• **EXTRACT PROVIDED**:
━━━━━━━━━━━━━━━━
People is about reach beyond your existing customers. Sports events bring together audiences who would never seek out your brand advertising. That cumulative reach across different fan groups each week is a structural advantage that other media cannot replicate.
Passion is a double-edged sword. Sports fans are emotionally engaged, which helps brands cut through. But if an activation stirs too much passion for the sport and not enough for the brand, the brand disappears into the background. Professor Romaniuk cites McDonald's "Wanna go to McDonald's?" campaign during the 2022 FIFA World Cup as the closest example of getting this balance right. It displayed the full range of emotions fans feel about the game, while keeping McDonald's firmly at the center.
Prominence is about preparation. "During a sports sponsorship is when you should be using assets rather than building them," Professor Romaniuk explains. A packed sports environment has all the clutter of a supermarket shelf but none of the advantage of a buyer actually looking for you. Brands that arrive without strong visual assets get lost. "If you are not prominent, your current and future buyers will not even know they have missed you."
Partners addresses a question most sponsors never ask: does the sporting body's own logo actually mean anything to audiences? Ehrenberg-Bass testing found that the Olympics logo scores 94% recognition and 100% uniqueness in the UK. Some other sporting bodies score below 10% on recognition. Signing a deal with a low-recognition partner limits how much of their brand equity can transfer to yours.
━━━━━━━━━━━━━━━━
[Excerpts from point annotation records]
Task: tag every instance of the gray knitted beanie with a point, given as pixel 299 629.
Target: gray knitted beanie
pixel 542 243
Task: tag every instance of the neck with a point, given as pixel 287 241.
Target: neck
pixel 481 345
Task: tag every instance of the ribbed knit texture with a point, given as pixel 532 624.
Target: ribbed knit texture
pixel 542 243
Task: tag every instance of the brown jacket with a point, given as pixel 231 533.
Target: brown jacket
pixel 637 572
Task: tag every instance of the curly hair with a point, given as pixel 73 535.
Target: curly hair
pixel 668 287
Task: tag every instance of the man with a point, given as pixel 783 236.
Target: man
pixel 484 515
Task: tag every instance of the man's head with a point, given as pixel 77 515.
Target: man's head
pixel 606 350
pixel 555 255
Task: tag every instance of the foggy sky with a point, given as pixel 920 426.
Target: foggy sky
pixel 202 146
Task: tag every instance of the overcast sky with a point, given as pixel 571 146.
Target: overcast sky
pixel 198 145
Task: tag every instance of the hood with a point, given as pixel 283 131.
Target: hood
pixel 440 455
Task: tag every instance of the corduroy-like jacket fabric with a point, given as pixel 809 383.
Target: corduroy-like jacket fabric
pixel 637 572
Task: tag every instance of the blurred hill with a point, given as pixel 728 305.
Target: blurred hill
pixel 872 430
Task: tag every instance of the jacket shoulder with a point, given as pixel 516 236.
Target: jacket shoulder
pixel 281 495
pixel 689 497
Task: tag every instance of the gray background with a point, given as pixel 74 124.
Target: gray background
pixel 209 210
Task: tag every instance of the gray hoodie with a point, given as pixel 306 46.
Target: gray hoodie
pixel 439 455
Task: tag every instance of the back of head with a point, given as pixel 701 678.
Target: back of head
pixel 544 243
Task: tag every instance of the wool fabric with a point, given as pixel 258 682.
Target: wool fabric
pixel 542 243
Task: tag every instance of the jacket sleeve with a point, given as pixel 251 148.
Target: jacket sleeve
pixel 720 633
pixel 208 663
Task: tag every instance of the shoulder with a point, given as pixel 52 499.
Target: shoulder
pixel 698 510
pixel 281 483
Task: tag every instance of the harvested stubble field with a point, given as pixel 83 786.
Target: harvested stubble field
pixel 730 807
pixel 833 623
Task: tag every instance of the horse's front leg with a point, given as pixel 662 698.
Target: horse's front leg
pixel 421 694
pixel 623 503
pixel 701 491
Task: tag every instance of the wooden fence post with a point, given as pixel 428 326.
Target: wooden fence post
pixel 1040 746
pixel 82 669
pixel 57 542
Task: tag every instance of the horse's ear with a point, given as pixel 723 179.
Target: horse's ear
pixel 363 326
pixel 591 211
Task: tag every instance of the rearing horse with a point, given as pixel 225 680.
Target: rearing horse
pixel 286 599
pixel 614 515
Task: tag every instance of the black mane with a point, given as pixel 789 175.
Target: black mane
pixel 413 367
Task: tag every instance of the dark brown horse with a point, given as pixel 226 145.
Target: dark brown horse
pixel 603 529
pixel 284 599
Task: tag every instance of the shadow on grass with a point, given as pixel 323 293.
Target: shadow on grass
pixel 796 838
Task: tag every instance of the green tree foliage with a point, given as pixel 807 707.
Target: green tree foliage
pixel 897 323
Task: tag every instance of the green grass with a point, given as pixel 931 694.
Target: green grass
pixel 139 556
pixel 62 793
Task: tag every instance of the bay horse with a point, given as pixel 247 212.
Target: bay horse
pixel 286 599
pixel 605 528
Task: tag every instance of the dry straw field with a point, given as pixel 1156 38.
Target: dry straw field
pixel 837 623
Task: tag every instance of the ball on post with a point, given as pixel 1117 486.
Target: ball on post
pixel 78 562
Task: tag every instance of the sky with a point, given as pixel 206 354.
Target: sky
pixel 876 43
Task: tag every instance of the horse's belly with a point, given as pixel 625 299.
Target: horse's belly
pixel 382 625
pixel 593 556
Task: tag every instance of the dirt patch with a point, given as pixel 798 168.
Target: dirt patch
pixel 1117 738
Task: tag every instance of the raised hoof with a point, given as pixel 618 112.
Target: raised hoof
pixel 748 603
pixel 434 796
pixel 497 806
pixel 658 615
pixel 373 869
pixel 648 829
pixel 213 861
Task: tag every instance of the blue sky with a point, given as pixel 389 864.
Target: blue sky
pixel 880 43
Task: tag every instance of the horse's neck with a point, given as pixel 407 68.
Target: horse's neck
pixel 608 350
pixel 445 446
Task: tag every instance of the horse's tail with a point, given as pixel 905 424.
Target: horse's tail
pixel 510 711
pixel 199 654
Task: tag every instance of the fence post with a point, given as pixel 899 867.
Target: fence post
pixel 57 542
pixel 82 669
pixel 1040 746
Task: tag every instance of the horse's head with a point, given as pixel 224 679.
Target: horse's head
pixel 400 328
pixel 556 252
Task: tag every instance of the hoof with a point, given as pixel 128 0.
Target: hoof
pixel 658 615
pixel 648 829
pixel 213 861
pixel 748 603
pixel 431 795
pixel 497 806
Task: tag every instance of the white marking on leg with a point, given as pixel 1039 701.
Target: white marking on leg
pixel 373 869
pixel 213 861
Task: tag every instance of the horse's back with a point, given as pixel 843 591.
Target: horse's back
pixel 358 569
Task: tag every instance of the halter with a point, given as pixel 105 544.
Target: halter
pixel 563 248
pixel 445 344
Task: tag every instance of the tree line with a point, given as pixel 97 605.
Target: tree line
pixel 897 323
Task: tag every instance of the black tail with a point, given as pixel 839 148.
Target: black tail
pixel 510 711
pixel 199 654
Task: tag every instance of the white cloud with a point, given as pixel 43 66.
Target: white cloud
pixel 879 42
━━━━━━━━━━━━━━━━
• **TASKS TO COMPLETE**:
• a. Answer these questions from the sports sponsorship text:
(i) What recognition score did Ehrenberg-Bass testing find for the Olympics logo in the UK?
(ii) Which campaign does Professor Romaniuk name as the closest example of getting the balance of passion right?
(iii) During a sports sponsorship, should brands be using assets or building them?
• b. Explain why, according to the sports sponsorship text, brands that arrive without strong visual assets get lost.
• c. Write the next paragraph of the sports sponsorship text, picking up after its last sentence.
The records have no connection to the sports sponsorship text.

• **ANSWERS**:
• a.
(i) 94% recognition.
(ii) McDonald's "Wanna go to McDonald's?" campaign during the 2022 FIFA World Cup.
(iii) Using them.

• b. A packed sports environment carries all the clutter of a supermarket shelf. It lacks the one advantage a shelf offers, which is a buyer actually looking for the brand. Without strong visual assets, the brand cannot stand out in that clutter.

• c.
What Good Measurement Looks Like
Nielsen Sports' Return on Sponsorship Investment model now tracks three dimensions: reach, brand equity shifts, and actual behavioral change. That third dimension matters most. PwC recommends investing one dollar in activation for every dollar spent on sponsorship rights. Most brands underspend on activation and then wonder why awareness numbers do not convert to sales.

One figure almost no sponsor tracks: the long-term sales impact of a sponsorship, which one analysis estimates represents 47% of total sponsorship value. Most brands measure only the immediate return and declare the result underwhelming.
The bar for a defensible sports sponsorship is not low. Industry benchmarks put minimum acceptable ROI at 2:1. The top-performing deals consistently reach 3:1 to 4:1. Getting there requires measurement frameworks and activation budgets that most current sponsors simply do not have in place.